> **SHORT PROBLEM**
Beginning at the line containing "task | indicate the dry", output every line to the end of the data below exactly as it appears.

> **MATERIAL PROVIDED**
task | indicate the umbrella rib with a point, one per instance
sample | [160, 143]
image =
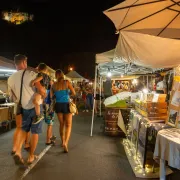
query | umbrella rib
[147, 16]
[169, 23]
[127, 13]
[175, 2]
[173, 10]
[135, 5]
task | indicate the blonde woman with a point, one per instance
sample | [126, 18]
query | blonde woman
[61, 90]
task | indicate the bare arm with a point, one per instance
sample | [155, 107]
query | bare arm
[52, 92]
[38, 79]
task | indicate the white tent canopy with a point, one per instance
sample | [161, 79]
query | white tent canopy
[73, 75]
[146, 50]
[105, 57]
[153, 17]
[118, 68]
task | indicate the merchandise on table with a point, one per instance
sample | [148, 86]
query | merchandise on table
[122, 99]
[111, 120]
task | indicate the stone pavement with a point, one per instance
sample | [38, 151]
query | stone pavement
[90, 158]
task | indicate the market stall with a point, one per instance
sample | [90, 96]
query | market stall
[145, 30]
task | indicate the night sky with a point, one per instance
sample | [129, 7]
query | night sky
[62, 34]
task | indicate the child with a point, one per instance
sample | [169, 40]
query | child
[45, 81]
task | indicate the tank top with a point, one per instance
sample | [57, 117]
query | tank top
[62, 96]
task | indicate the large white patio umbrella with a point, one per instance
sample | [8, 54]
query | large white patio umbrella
[153, 17]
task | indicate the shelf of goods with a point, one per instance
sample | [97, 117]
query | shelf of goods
[144, 123]
[111, 120]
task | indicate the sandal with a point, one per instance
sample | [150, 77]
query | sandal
[65, 149]
[27, 148]
[30, 162]
[13, 153]
[18, 160]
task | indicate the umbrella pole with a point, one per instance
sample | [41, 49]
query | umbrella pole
[95, 81]
[100, 90]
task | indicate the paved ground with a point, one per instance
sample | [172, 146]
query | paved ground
[90, 158]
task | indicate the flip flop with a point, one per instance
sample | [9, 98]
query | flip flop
[35, 158]
[65, 149]
[18, 160]
[27, 149]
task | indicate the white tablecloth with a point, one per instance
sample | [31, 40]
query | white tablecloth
[168, 147]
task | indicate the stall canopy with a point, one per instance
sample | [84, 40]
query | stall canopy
[74, 76]
[153, 17]
[120, 67]
[6, 63]
[148, 32]
[105, 57]
[146, 50]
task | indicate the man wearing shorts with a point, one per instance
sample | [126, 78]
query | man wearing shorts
[28, 111]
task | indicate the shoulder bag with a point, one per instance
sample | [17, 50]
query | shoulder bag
[19, 105]
[72, 106]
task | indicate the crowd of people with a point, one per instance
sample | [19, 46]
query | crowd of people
[37, 97]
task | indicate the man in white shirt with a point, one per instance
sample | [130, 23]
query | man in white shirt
[28, 111]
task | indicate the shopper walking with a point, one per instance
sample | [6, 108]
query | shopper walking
[61, 90]
[23, 77]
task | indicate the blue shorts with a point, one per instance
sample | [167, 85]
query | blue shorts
[49, 119]
[62, 108]
[28, 115]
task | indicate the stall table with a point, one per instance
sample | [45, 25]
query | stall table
[167, 148]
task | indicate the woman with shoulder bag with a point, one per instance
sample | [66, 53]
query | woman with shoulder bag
[61, 90]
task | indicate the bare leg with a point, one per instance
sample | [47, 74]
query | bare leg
[68, 124]
[20, 141]
[18, 129]
[36, 101]
[49, 133]
[27, 140]
[61, 127]
[34, 141]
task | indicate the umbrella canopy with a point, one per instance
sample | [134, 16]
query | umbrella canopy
[153, 17]
[148, 51]
[73, 75]
[6, 63]
[119, 69]
[105, 56]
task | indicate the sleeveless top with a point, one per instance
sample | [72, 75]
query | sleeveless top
[62, 96]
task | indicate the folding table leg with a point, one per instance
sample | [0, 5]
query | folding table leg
[162, 169]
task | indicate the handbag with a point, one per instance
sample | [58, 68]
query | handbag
[19, 104]
[72, 106]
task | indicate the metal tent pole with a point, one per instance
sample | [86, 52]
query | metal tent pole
[95, 81]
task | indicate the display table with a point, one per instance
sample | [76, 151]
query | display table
[167, 148]
[111, 120]
[4, 114]
[7, 114]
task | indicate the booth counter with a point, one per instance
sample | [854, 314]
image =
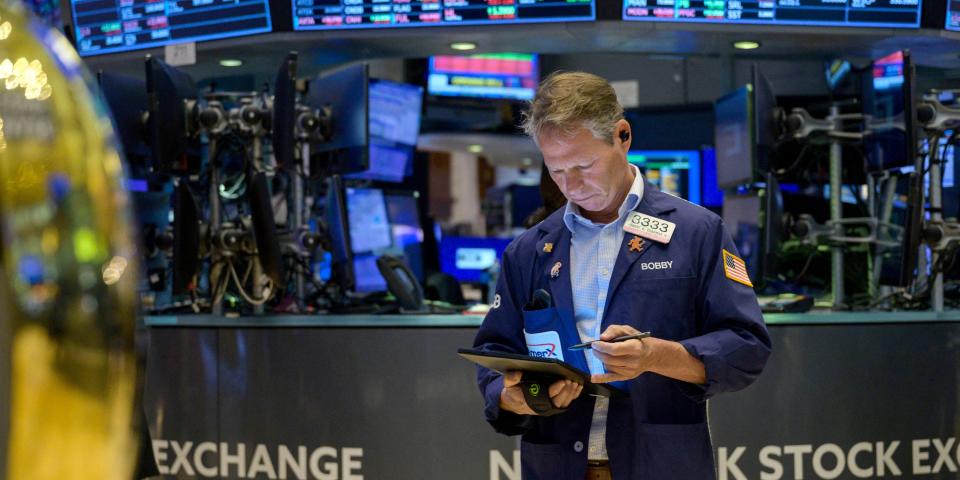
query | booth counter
[844, 395]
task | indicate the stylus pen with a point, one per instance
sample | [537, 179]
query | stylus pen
[586, 345]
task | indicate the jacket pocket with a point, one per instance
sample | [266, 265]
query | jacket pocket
[675, 451]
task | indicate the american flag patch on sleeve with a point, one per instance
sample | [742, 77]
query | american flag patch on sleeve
[735, 269]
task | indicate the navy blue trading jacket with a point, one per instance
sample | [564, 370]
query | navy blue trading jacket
[660, 431]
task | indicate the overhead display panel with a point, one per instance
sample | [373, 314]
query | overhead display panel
[334, 14]
[109, 26]
[848, 13]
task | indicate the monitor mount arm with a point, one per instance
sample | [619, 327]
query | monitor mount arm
[936, 118]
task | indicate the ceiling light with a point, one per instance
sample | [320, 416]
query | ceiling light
[462, 46]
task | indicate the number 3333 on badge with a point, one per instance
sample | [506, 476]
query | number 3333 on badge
[649, 227]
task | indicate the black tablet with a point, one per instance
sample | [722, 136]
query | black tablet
[507, 362]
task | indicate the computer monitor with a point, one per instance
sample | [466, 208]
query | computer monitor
[127, 99]
[390, 222]
[469, 258]
[395, 111]
[388, 162]
[338, 229]
[676, 172]
[406, 228]
[368, 221]
[394, 129]
[734, 138]
[168, 92]
[887, 95]
[344, 95]
[284, 110]
[110, 26]
[766, 120]
[711, 195]
[512, 76]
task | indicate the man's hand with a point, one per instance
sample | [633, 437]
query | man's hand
[627, 360]
[562, 393]
[623, 360]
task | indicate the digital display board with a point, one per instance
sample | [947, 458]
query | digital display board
[953, 15]
[331, 14]
[109, 26]
[849, 13]
[486, 75]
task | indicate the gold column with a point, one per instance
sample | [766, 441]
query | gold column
[68, 272]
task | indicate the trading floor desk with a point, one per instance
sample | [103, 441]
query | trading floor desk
[845, 395]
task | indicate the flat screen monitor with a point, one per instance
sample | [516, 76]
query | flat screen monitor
[711, 195]
[469, 258]
[394, 228]
[127, 98]
[734, 138]
[168, 92]
[489, 75]
[110, 26]
[395, 111]
[676, 172]
[369, 224]
[888, 93]
[388, 163]
[902, 14]
[344, 93]
[953, 15]
[339, 14]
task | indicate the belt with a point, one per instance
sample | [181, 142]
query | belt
[598, 470]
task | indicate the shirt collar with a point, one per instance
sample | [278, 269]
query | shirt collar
[572, 212]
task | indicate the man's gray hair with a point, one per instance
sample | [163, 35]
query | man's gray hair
[567, 101]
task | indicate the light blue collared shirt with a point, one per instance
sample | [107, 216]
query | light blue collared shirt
[593, 253]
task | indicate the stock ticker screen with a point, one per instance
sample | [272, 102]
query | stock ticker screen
[848, 13]
[332, 14]
[109, 26]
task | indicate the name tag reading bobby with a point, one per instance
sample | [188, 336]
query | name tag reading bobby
[649, 227]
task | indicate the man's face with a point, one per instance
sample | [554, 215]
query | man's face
[590, 172]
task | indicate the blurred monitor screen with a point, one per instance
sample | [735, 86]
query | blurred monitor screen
[711, 195]
[733, 139]
[369, 224]
[109, 26]
[391, 221]
[388, 163]
[489, 75]
[953, 15]
[337, 14]
[469, 258]
[676, 172]
[395, 111]
[886, 94]
[900, 14]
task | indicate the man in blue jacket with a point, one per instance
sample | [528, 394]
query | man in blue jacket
[619, 259]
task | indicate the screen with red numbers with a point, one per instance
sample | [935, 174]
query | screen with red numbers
[852, 13]
[108, 26]
[331, 14]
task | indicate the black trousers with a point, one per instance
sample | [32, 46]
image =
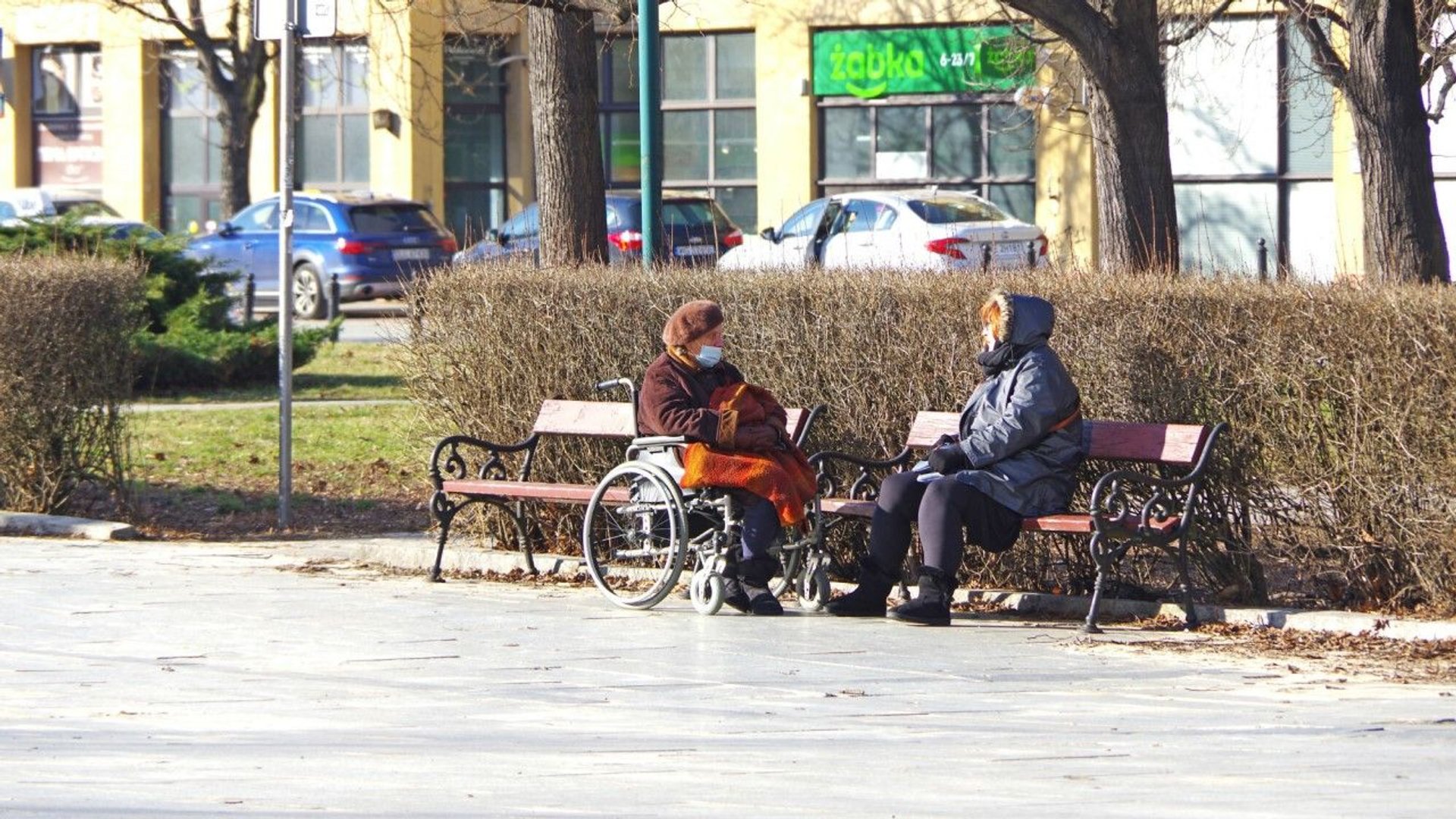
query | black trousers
[946, 512]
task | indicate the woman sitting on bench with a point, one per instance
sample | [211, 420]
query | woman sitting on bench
[692, 391]
[1017, 457]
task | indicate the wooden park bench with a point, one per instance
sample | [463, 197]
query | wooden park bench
[469, 471]
[1128, 506]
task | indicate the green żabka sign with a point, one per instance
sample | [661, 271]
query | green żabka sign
[870, 63]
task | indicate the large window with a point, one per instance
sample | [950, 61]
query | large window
[332, 142]
[67, 99]
[191, 146]
[979, 143]
[1253, 152]
[710, 133]
[475, 137]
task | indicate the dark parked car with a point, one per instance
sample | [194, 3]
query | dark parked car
[695, 231]
[373, 243]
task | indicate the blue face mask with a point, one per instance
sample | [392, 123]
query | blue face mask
[710, 356]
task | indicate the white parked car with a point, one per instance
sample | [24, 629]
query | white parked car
[925, 229]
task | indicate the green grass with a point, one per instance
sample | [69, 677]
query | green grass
[337, 450]
[343, 371]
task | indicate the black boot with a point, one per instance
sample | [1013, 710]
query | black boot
[868, 599]
[734, 595]
[932, 604]
[755, 576]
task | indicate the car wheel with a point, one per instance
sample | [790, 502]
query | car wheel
[308, 293]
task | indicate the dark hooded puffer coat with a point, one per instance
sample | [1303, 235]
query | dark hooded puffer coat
[1003, 426]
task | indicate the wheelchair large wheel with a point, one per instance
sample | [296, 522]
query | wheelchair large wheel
[634, 535]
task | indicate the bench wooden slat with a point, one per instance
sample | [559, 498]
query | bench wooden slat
[587, 419]
[610, 419]
[1068, 523]
[1166, 444]
[846, 506]
[532, 490]
[1111, 441]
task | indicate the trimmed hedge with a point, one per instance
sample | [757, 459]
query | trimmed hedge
[1338, 479]
[64, 375]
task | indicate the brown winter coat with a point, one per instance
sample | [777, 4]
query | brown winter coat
[674, 401]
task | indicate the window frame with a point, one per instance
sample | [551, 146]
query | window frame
[209, 193]
[340, 52]
[981, 183]
[711, 105]
[1280, 180]
[497, 190]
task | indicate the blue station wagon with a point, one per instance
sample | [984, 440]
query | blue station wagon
[373, 243]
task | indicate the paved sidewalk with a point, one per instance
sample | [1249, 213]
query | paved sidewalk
[197, 679]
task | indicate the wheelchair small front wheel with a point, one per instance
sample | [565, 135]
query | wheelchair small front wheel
[813, 586]
[707, 591]
[634, 535]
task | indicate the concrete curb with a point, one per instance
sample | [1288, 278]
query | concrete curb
[61, 526]
[419, 553]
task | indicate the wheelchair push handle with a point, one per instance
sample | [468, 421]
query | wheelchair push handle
[625, 384]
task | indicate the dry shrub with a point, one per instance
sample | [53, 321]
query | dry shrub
[1338, 477]
[64, 375]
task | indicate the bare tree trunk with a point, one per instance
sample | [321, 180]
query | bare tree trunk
[1404, 240]
[1136, 207]
[568, 142]
[1117, 42]
[237, 155]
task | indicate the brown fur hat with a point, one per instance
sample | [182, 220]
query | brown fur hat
[996, 311]
[692, 321]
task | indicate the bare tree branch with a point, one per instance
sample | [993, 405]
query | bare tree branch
[1196, 25]
[1440, 98]
[145, 9]
[1327, 60]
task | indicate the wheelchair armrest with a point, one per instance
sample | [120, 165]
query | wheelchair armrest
[658, 442]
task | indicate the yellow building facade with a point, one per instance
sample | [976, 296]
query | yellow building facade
[430, 99]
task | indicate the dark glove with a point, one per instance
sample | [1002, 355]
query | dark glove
[756, 438]
[948, 458]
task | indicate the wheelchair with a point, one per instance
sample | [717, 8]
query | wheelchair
[641, 531]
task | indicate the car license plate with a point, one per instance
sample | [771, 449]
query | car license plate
[695, 251]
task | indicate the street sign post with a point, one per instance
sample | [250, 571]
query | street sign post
[310, 18]
[287, 20]
[650, 124]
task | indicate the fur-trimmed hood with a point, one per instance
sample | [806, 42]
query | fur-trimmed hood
[1024, 321]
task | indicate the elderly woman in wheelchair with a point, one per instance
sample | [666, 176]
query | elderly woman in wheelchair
[717, 461]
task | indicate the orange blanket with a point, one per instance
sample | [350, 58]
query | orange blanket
[781, 475]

> **WRITTEN REPLY**
task | indicate the dry shrub with a point, one per instance
sample | [53, 321]
query | dry shrub
[1338, 477]
[64, 375]
task | indicate the bare tree trunk with a point, one per instance
sample | [321, 180]
query | bare tree trunk
[1404, 240]
[1136, 207]
[568, 142]
[1117, 42]
[237, 155]
task | indicate the brown fur hat with a point, one per instance
sample | [182, 220]
query | brown fur hat
[996, 311]
[692, 321]
task | indicate the bare tree branch with a point, one per instance
sample | [993, 405]
query | bare tree branch
[1196, 25]
[1440, 98]
[145, 9]
[1327, 60]
task | indicate the wheelchair armrest with a point, one per instance
sample | [120, 165]
query | wheelchair armrest
[658, 442]
task | indicate the yellow building facade with a point, one per instance
sample | [976, 296]
query | yellow building facade
[430, 99]
task | indicate the dark glove with a point, one per instance
sample | [1002, 355]
query | dark glove
[756, 438]
[948, 458]
task | indicate the wheelchair with a point, one per instance
sample | [717, 8]
query | wheelchair
[641, 531]
task | indicate the car license plate with a point, one per instance
sample | [771, 449]
query | car license plate
[695, 251]
task | indicate the street sign post with a point, one per instance
sample | [250, 571]
query | street sign post
[310, 18]
[287, 20]
[650, 124]
task | indicate the fur-trimmed hood with a point, one per instance
sample | [806, 42]
query | fur-trimmed hood
[1024, 321]
task | indicate the elderly woman in wheelchair with a point, one per instance
sample | [666, 176]
query | elderly woman in wheelchair
[717, 461]
task | indicate the orange blanket with a point, one per instance
sample | [350, 58]
query | orange blanket
[781, 475]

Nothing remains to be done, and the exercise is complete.